◆ TEXT BLOCK ◆
--

A gunman killed at least 13 people in an overnight shooting rampage across rural Nova Scotia, before being found dead Sunday after one of Canada’s worst killing sprees in decades, federal police said.
Identified as 51-year-old Gabriel Wortman, the suspect had been on the run since Saturday night, when police were alerted to shots fired in the town of Portapique, around 100 kilometers (60 miles) from Halifax, capital of the Atlantic province.
Gun violence in Canada is far less than in the neighboring United States, and weapons more strictly controlled, and the killings were the country’s worst since 1989 when a gunman murdered 14 female students at Montreal’s Ecole Polytechnique.
“I can report that there were 13 victims so far, plus the suspect, that are deceased,” the commissioner of the Royal Canadian Mounted Police, Brenda Lucki, told Canadian broadcaster CBC.
The victims included a female RCMP officer, Constable Heidi Stevenson, a 23-year veteran of the Force, while a second officer was injured.
In Nova Scotia several victims were discovered both outside and inside a house in the town, sparking a 12-hour manhunt through multiple communities.
“The search for the suspect ended this morning. When the suspect was located. And I can confirm that he is deceased,” Chief Superintendent Chris Leather told a press conference earlier.
Leather said that at one point the suspect appeared to be wearing part of a police uniform and was driving a vehicle made to look like an RCMP cruiser.
– One officer dead, one injured –
RCMP tweeted several times that he was not an officer and warned he was considered “armed and dangerous.”
“The initial search for the suspect led to multiple sites in the area, including structures that were on fire,” Leather told the news conference.
Leather said there was no final count on the number of victims, and that the investigation was in its early stages.
Another police spokesperson said, without further details, that the gunman was killed after an officer intervened.
Police said they had no indication of a motive at this stage. Lucki told CBC said there was no indication “at this point” of a terrorist motive.
“What I would say is that it appears to be at least in part, very random in nature,” said Leather.
“We are in the early stages of an incredibly detailed and complex investigation that has forever changed countless lives.”
Prime Minister Justin Trudeau said in a statement that he “was saddened to learn about the senseless violence in Nova Scotia.”
He said he hopes for a full recovery of the wounded, “including one RCMP member who is in hospital being treated for non-life-threatening injuries.”

--

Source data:

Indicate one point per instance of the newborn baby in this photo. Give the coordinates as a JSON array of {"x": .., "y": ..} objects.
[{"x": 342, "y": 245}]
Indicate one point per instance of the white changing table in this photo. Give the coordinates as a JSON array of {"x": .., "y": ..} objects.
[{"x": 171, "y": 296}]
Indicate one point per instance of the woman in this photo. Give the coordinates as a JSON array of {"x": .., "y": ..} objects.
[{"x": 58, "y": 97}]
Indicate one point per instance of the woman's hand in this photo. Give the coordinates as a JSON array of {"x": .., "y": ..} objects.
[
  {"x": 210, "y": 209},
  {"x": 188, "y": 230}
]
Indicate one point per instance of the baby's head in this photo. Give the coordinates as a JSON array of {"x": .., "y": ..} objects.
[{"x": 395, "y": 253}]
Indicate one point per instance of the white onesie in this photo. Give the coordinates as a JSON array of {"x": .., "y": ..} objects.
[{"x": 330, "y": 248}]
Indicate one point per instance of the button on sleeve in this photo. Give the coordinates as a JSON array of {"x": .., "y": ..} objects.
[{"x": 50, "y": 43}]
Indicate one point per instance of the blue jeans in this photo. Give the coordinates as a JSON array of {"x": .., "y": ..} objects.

--

◆ ASSIGNMENT ◆
In one to three sentences, explain what set off the 12-hour manhunt described in the Nova Scotia shooting report above.

◆ YOUR RESPONSE ◆
The manhunt began after several victims were found both outside and inside a house in the town of Portapique. That discovery sparked the 12-hour search through multiple communities.